━━ Supplied records

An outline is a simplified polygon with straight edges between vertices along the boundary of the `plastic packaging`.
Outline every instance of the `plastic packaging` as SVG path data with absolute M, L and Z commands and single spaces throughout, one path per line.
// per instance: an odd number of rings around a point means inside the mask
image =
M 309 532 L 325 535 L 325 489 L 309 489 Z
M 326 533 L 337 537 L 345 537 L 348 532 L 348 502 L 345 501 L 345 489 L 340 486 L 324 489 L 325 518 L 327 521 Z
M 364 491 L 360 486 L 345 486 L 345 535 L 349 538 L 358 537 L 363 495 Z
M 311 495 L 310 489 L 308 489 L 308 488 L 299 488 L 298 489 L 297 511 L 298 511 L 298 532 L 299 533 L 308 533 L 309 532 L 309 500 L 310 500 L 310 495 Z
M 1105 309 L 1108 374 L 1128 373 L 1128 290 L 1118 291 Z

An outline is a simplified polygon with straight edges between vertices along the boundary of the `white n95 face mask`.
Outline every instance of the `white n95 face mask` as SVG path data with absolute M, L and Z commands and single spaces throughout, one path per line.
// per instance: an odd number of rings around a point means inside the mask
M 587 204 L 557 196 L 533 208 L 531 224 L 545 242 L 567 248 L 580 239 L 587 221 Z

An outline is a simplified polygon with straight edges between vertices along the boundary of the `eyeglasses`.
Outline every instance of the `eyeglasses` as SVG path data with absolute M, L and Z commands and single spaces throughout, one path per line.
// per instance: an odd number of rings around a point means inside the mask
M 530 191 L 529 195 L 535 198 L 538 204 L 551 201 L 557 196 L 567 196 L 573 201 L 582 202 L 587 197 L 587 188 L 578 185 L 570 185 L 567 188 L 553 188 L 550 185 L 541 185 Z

━━━━

- Task item:
The answer should reproduce each entry above in full.

- Response to the task:
An outline is a simplified polygon with straight edges between vertices along the boundary of the `plastic packaging`.
Outline every instance of the `plastic packaging` as SVG path data with absolute M, L and Z commands and single spaces throughout, one path per line.
// per instance: an odd number of rings around a point means inside the mask
image =
M 309 532 L 325 535 L 325 489 L 309 489 Z
M 326 533 L 337 537 L 345 537 L 348 532 L 348 502 L 345 501 L 345 489 L 340 486 L 324 489 L 325 518 L 327 521 Z
M 364 491 L 360 486 L 345 486 L 345 535 L 349 538 L 358 537 L 363 495 Z
M 311 495 L 310 489 L 308 489 L 308 488 L 299 488 L 298 489 L 297 511 L 298 511 L 298 532 L 299 533 L 308 533 L 309 532 L 309 500 L 310 500 L 310 495 Z
M 1105 309 L 1108 374 L 1128 373 L 1128 290 L 1118 291 Z

An outline is a simplified polygon with straight edges between vertices along the boundary of the `white n95 face mask`.
Outline every instance of the `white n95 face mask` as SVG path data with absolute M, L and Z commands and single spaces throughout, one path per line.
// per instance: an odd number of rings around a point means inside the mask
M 587 204 L 557 196 L 533 208 L 531 224 L 545 242 L 567 248 L 580 239 L 587 221 Z

An outline is a simplified polygon with straight edges between vertices along the boundary of the `eyeglasses`.
Outline every instance of the `eyeglasses` as SVG path data with absolute M, L and Z commands and single spaces throughout, one path per line.
// per instance: an odd number of rings around a point means inside the mask
M 530 191 L 529 195 L 535 198 L 538 204 L 551 201 L 557 196 L 567 196 L 573 201 L 582 202 L 587 197 L 587 188 L 578 185 L 570 185 L 567 188 L 553 188 L 550 185 L 541 185 Z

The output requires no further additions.